§ INSTRUCTIONS TO FOLLOW:
Your task is to write out all of the records once more, exactly.

DATA TO PROCESS section start

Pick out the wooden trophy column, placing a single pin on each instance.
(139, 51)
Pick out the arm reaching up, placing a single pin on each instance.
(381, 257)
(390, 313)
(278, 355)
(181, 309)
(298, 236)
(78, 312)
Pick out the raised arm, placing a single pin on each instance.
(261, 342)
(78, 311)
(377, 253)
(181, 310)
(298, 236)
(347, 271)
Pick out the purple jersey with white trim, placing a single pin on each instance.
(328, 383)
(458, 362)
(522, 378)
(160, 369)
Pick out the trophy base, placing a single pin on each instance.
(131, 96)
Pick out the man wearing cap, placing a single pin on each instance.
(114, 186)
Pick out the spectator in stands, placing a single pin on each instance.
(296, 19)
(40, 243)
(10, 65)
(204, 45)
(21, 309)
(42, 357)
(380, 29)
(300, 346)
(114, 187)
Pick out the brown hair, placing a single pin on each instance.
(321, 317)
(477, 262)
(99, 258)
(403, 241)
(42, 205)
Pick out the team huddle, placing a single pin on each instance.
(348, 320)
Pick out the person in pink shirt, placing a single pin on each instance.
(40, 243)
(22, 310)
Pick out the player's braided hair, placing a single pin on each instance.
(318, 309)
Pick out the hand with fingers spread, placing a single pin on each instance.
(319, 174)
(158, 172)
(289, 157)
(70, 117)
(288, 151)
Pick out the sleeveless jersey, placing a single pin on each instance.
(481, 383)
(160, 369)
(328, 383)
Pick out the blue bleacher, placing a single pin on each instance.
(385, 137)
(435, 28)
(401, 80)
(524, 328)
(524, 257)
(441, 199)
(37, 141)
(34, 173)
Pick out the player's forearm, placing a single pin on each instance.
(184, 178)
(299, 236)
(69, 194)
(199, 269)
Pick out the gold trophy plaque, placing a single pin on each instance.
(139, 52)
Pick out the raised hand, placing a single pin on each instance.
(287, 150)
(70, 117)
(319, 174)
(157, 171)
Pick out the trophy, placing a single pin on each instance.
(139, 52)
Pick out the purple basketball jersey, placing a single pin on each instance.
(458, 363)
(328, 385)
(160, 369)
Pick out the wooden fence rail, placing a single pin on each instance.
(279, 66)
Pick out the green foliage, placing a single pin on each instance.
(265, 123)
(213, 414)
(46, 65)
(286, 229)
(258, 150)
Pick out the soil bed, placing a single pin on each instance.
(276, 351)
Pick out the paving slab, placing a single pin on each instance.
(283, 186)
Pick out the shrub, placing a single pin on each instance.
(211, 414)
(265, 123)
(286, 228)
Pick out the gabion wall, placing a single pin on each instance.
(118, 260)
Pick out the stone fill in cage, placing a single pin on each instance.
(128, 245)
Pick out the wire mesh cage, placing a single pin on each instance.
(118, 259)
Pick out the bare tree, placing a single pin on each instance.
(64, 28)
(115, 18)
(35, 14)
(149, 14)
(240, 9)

DATA TO PROCESS section end

§ ANSWER SPACE:
Pick out the wooden trophy column, placing a single pin on each instance.
(139, 51)
Pick out the arm reaching up, placing a single pin on each instance.
(381, 257)
(390, 313)
(278, 355)
(181, 309)
(298, 236)
(78, 312)
Pick out the raised arm, placing a single pin on each instance.
(261, 342)
(78, 311)
(377, 253)
(181, 310)
(298, 236)
(347, 271)
Pick out the purple jersey with white trim, placing a single pin on each instance.
(328, 383)
(458, 362)
(522, 378)
(160, 369)
Pick out the trophy base, placing a single pin on each instance.
(131, 96)
Pick out the man wearing cap, placing a single pin on each instance.
(114, 186)
Pick out the spectator in stands, placing a single pin on each instance.
(296, 19)
(40, 243)
(10, 65)
(204, 45)
(21, 309)
(42, 357)
(380, 29)
(300, 346)
(114, 187)
Pick out the brown hair, placing a single pin on each instance.
(321, 317)
(477, 262)
(99, 258)
(403, 241)
(42, 205)
Pick out the team huddle, placing a single pin on each instance.
(348, 320)
Pick out the person in pink shirt, placing a single pin on each instance.
(40, 243)
(22, 310)
Pick out the player's braided hair, placing a single pin on each instance.
(318, 309)
Pick out the hand with fingers spread, placing a single pin on each instance.
(319, 174)
(158, 172)
(289, 157)
(70, 117)
(288, 151)
Pick out the sleeveless jersey, placing a single pin on each instance.
(481, 383)
(160, 369)
(328, 383)
Pick out the blue bleacher, placing a single pin on each instance.
(385, 137)
(435, 28)
(401, 80)
(524, 328)
(524, 257)
(441, 199)
(37, 141)
(34, 173)
Pick out the player's forearm, placing a single pin on each instance.
(184, 178)
(299, 236)
(69, 194)
(199, 269)
Pick out the gold trophy plaque, placing a single pin on each instance.
(139, 52)
Pick out the raised hand, placing a single pin on each instance.
(287, 150)
(70, 117)
(319, 174)
(157, 171)
Pick out the trophy, placing a single pin on each instance.
(139, 52)
Pick out the purple basketball jersey, placing a single pin on each instance.
(458, 363)
(328, 385)
(160, 369)
Pick out the wooden fence rail, placing a single pin on each instance.
(279, 66)
Pick out the green foliage, placing a single pin on each instance.
(265, 123)
(213, 414)
(46, 65)
(286, 229)
(258, 150)
Pick out the soil bed, placing a single pin on each instance.
(276, 351)
Pick out the paving slab, placing a single pin on each instance.
(283, 186)
Pick out the shrub, placing a single pin on each instance.
(211, 414)
(265, 123)
(286, 228)
Pick out the gabion wall, placing a single pin on each instance.
(118, 260)
Pick out the stone fill in cage, placing a single pin on each instance.
(128, 245)
Pick out the wire mesh cage, placing a single pin on each instance.
(118, 259)
Pick out the bare tree, placing a single pin on each instance.
(64, 28)
(115, 18)
(35, 14)
(149, 14)
(240, 9)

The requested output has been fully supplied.